_Requirement_.
Copy out every line of the entries below word for word. Leave the pictures out of your copy.

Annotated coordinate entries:
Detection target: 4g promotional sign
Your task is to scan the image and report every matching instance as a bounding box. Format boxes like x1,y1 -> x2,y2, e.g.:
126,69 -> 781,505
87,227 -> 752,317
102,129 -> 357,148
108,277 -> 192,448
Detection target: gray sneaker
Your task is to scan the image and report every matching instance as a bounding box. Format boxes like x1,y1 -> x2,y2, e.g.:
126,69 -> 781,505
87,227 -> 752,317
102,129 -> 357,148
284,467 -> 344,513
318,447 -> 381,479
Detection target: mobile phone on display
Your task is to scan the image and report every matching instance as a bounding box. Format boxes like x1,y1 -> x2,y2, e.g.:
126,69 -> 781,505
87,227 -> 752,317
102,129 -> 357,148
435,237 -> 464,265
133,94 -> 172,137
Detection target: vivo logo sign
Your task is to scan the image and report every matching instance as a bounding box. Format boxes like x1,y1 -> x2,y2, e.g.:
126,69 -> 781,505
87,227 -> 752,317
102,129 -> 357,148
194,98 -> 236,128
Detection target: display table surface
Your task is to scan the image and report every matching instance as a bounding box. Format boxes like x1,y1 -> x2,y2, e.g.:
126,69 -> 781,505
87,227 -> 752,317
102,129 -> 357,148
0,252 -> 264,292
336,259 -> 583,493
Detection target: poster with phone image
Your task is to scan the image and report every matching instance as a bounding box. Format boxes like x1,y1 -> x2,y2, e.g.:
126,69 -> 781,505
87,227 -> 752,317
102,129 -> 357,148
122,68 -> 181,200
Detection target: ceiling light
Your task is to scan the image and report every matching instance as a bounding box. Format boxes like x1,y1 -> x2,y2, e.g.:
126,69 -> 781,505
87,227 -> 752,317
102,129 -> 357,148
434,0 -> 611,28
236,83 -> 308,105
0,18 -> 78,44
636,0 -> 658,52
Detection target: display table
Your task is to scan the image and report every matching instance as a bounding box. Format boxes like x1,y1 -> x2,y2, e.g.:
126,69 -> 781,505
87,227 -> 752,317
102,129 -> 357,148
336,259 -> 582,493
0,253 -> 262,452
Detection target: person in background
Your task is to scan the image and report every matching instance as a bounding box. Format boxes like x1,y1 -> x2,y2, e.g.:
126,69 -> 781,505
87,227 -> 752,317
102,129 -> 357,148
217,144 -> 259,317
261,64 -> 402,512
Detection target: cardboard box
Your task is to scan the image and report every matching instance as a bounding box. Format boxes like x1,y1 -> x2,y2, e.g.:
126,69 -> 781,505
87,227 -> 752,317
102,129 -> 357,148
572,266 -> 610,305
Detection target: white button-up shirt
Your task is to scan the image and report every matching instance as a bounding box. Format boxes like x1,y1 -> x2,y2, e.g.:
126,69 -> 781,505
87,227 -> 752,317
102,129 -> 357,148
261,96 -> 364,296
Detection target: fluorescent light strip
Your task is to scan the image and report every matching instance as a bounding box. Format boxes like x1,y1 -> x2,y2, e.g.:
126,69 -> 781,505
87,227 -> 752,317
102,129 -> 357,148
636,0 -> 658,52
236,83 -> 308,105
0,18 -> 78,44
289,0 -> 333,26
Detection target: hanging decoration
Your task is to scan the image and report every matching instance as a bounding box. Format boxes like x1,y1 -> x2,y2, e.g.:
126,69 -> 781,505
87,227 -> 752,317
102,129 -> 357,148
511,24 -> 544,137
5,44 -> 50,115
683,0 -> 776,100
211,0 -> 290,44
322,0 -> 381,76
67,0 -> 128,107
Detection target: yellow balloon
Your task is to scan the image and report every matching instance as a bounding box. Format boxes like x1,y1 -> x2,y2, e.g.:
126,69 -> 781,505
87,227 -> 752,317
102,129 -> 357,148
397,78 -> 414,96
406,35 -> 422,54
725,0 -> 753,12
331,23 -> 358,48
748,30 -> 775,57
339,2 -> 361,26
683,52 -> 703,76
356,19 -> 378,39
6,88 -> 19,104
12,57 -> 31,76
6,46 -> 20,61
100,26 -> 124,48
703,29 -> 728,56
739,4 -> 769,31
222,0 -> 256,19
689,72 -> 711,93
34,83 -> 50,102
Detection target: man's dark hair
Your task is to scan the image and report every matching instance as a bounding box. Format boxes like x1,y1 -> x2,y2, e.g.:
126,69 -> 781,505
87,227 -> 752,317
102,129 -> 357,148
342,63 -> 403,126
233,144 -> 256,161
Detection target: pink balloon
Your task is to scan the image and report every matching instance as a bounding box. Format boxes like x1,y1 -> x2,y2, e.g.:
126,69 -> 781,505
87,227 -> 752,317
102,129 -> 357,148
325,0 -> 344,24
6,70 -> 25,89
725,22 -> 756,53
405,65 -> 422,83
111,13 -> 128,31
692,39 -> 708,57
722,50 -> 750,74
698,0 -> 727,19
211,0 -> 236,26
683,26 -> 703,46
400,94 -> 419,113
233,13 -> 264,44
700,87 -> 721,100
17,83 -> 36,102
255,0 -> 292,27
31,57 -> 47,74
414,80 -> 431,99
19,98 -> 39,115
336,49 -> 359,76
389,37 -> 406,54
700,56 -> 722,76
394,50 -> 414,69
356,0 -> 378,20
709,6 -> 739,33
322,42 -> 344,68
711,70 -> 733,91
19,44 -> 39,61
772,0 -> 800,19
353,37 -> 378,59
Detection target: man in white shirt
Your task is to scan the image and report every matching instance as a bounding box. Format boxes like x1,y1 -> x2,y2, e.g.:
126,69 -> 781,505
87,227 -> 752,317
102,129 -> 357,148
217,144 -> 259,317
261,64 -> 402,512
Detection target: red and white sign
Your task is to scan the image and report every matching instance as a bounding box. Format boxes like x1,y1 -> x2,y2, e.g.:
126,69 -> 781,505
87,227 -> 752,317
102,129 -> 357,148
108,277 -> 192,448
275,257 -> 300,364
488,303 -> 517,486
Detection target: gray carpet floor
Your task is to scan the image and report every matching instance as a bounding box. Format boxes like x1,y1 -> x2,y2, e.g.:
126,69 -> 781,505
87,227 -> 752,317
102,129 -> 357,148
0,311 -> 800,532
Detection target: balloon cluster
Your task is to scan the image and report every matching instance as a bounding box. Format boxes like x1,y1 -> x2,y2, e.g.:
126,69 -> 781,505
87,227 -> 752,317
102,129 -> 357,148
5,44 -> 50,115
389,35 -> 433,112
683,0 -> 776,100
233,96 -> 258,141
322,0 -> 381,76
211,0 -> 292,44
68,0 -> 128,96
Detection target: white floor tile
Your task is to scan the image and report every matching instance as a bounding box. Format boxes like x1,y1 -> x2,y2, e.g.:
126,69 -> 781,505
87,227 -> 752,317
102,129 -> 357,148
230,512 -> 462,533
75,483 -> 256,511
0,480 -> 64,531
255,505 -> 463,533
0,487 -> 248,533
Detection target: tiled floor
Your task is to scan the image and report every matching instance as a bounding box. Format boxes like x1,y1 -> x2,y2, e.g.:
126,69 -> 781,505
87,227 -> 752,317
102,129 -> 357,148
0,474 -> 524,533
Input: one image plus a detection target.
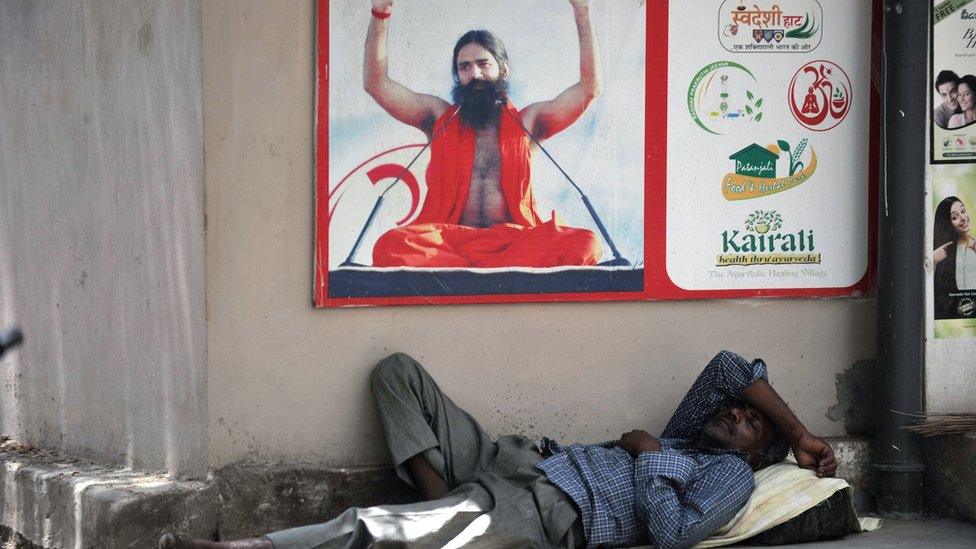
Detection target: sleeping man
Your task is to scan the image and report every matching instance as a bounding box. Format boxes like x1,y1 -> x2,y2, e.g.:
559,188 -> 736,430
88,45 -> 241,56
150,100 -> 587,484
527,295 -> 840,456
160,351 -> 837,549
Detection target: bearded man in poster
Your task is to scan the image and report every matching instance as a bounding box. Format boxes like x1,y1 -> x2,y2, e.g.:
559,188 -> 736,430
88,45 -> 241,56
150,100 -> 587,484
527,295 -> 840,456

_Complete answer_.
Detection target: 4g promotional sign
Your task is to scan the image and report every matching instance as a bounding box. Format boxes like x1,y1 -> x2,y2, e.g.:
126,69 -> 781,505
87,227 -> 752,317
102,129 -> 357,148
108,277 -> 192,448
Detection target: gray sneaker
Your task is to scan the image and report every matching instance as a bounding box. Format boxes like x1,y1 -> x2,y2, e.g.:
126,69 -> 781,505
87,227 -> 752,317
102,129 -> 357,148
284,467 -> 344,513
318,447 -> 381,479
Detection target: mobile phone on display
Your task is to scan the image and report every matching instance as a bounding box. Format boxes like x1,y1 -> x2,y2, e.g.:
126,69 -> 781,505
87,227 -> 752,317
102,129 -> 357,148
435,237 -> 464,265
133,94 -> 172,137
Detection target: vivo logo sign
Your task is to scan the image and report every matching instance as a bounding box. Format boxes like x1,y1 -> x2,y2, e.g.:
126,69 -> 781,505
87,227 -> 752,317
102,129 -> 357,148
194,98 -> 236,128
Detection target: display table surface
Your task is to scan the image and report every matching instance as a bounding box. Format boxes like x1,y1 -> x2,y2, e.g.:
126,69 -> 781,505
87,227 -> 752,317
102,129 -> 357,148
0,252 -> 264,292
336,259 -> 583,493
Detection target: poster with phone image
Your task is to scan the image and report every matching instance as a bounding box. Format boxes like x1,y1 -> x2,y2, e.g.:
126,69 -> 781,505
87,227 -> 752,317
102,129 -> 357,148
122,68 -> 181,200
Detection target: ceiling light
Your task is to scan the image and report every matching instance as a bounding box. Format boxes like x1,y1 -> x2,y2, e.g.:
126,69 -> 781,505
87,227 -> 752,317
102,129 -> 357,148
434,0 -> 611,28
236,83 -> 308,105
0,18 -> 78,44
636,0 -> 658,52
Detection target: display table
Your task is to scan the image and report every matching instance as a bounding box. Format boxes like x1,y1 -> x2,y2, e.g.:
126,69 -> 781,505
87,227 -> 752,317
102,129 -> 357,148
336,259 -> 582,493
0,253 -> 262,452
Detection target: person in background
Your task is to scan the image and report every matching instance as a bounding box. Format boxes like x1,y1 -> x2,y2, e.g.:
126,69 -> 781,505
87,227 -> 752,317
102,129 -> 357,148
217,144 -> 259,317
261,64 -> 402,512
Detection target: cardboard box
Your task is to scan the image and report every matching instance as a bounding box. Format boxes like x1,y1 -> x2,y2, e.g.:
126,69 -> 781,505
87,227 -> 752,317
102,129 -> 357,148
572,266 -> 610,305
Detection target: white button-up shirt
Your task is to scan the image and report every matching instance as a bounding box. Format boxes like x1,y1 -> x2,y2, e.g.:
126,69 -> 781,505
87,227 -> 752,317
102,129 -> 357,148
261,96 -> 364,296
Detection target: fluorescent light strip
Your task is to scan the image and report every matching instance as a bounding box. Format boxes like x1,y1 -> x2,y2, e.g.:
126,69 -> 781,505
87,227 -> 752,317
102,129 -> 357,148
636,0 -> 658,52
236,83 -> 308,105
0,18 -> 78,44
289,0 -> 333,26
Detection target: hanging decoration
Your task is to scan the image and report every matching instance as a bounding box. Format boxes like x1,y1 -> x2,y2, e.g.:
126,69 -> 781,505
87,227 -> 752,317
102,129 -> 357,148
511,24 -> 544,137
5,44 -> 50,115
683,0 -> 776,100
211,0 -> 290,44
322,0 -> 381,76
67,0 -> 128,107
Detection target: yellow balloon
Your task is to scan the image and report every matching instance as a bounding box. Format boxes like x1,y1 -> x2,y2, e.g.:
126,69 -> 781,505
87,227 -> 752,317
102,129 -> 357,148
397,78 -> 414,96
406,35 -> 422,54
725,0 -> 753,12
331,23 -> 358,48
748,30 -> 775,57
339,2 -> 361,26
683,52 -> 703,76
356,19 -> 378,39
6,88 -> 19,104
12,57 -> 31,76
6,46 -> 20,61
100,26 -> 124,48
703,29 -> 728,56
739,4 -> 769,31
222,0 -> 256,19
689,72 -> 711,93
34,83 -> 50,102
Detection target: man's dark hair
Your task is to scan the image and report every matching instance as a bounding box. Format boxes like x1,y1 -> x2,y2, e.g.:
126,69 -> 781,505
87,227 -> 752,317
102,129 -> 357,148
342,63 -> 403,126
233,144 -> 256,161
Detection target: pink balloon
Your task is to scan the image and report every matching instance as a bounding box. Format boxes like x1,y1 -> x2,y2, e.g.:
126,69 -> 781,505
87,227 -> 752,317
102,129 -> 357,148
325,0 -> 344,24
6,70 -> 25,89
725,22 -> 756,53
405,65 -> 422,83
111,13 -> 128,31
692,39 -> 708,57
722,50 -> 750,74
698,0 -> 727,19
211,0 -> 236,26
683,26 -> 703,46
400,94 -> 419,113
233,13 -> 264,44
700,87 -> 721,100
17,83 -> 36,102
255,0 -> 292,27
31,57 -> 47,74
414,80 -> 431,99
19,98 -> 39,115
336,49 -> 359,76
389,37 -> 406,54
700,56 -> 722,76
394,50 -> 414,69
356,0 -> 378,20
709,6 -> 739,33
322,42 -> 344,68
711,70 -> 733,91
19,44 -> 39,61
772,0 -> 800,19
353,37 -> 378,59
Detection target: man in white shirt
Your task is to scan the image and report every matching instance as a bounding box. Format boxes like x1,y1 -> x2,y2, e.g.:
126,69 -> 781,505
87,227 -> 752,317
102,129 -> 357,148
217,144 -> 259,317
261,64 -> 402,512
Detection target: red and white sign
Your task is to scan the image and report every matching instance as a bounding box. Format boxes like x1,y1 -> x2,y2, e.g.:
126,69 -> 781,505
87,227 -> 752,317
102,129 -> 357,148
108,277 -> 192,448
275,257 -> 300,364
488,303 -> 517,486
Detection target: gray carpet floor
Your task is to scan the image and report every matching instance as a bounding box. Format boxes like x1,y1 -> x2,y2, e.g.:
126,69 -> 781,505
87,227 -> 752,317
102,129 -> 357,148
0,311 -> 800,532
Detection target: balloon cluster
Your task is to scan the image and report every matching instance as a bounding box. Format boxes like x1,y1 -> x2,y2, e.g.:
126,69 -> 781,505
87,227 -> 752,317
102,129 -> 357,148
5,44 -> 50,115
389,35 -> 433,112
683,0 -> 776,100
233,96 -> 258,141
322,0 -> 381,76
211,0 -> 292,44
68,0 -> 128,96
Detection target: white floor tile
Your task is to scan the image and report every matching instance as a bounding box. Format boxes like x1,y1 -> x2,y2, e.g.:
126,69 -> 781,505
87,227 -> 752,317
102,129 -> 357,148
230,512 -> 462,533
75,483 -> 256,511
0,480 -> 64,531
255,505 -> 463,533
0,487 -> 248,533
Detection target: tiled floor
Your task is to scan the image and report every matching instance as a bounding box. Format boxes like x1,y1 -> x2,y2, e.g.:
126,69 -> 781,505
87,227 -> 752,317
102,129 -> 357,148
0,474 -> 524,533
Input: one image plus a detection target.
Detection target: sleeping man
Your task is to scan the image and report every matching instance as a bounding box. Format boxes like x1,y1 -> x2,y2, e.g.:
559,188 -> 736,430
88,45 -> 241,56
150,100 -> 587,484
527,295 -> 840,456
160,351 -> 837,549
Detection target: bearded man in poster
Your task is to scan the image and report every matching instance as a bounding box. Format boxes like x1,y1 -> x2,y2, e.g.:
559,188 -> 736,430
88,45 -> 241,56
150,100 -> 587,484
527,295 -> 840,456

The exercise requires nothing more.